Recorded data:

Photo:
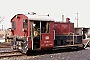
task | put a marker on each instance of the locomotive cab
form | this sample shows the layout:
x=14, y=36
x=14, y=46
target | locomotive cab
x=37, y=29
x=31, y=32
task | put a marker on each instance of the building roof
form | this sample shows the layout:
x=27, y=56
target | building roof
x=39, y=18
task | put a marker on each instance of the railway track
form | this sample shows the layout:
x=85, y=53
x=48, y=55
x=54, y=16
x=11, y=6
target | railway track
x=10, y=54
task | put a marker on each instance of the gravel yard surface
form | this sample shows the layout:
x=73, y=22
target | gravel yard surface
x=65, y=55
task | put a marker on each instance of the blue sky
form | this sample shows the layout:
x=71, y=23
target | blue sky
x=56, y=8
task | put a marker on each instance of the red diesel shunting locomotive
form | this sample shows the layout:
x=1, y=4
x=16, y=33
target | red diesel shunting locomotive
x=35, y=32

Written exercise:
Copy out the stretch of the entries from the line containing "task | put a marker on each instance of the blue" through the end of the entries, character for character.

Output of the task:
task | put a marker on each instance of the blue sky
form | this sample shows the layout:
x=71, y=23
target | blue sky
x=56, y=8
task | put a marker on each instance of the red diesel shunting locomotive
form | this sample shows the layout:
x=1, y=4
x=16, y=33
target | red diesel shunting locomotive
x=35, y=32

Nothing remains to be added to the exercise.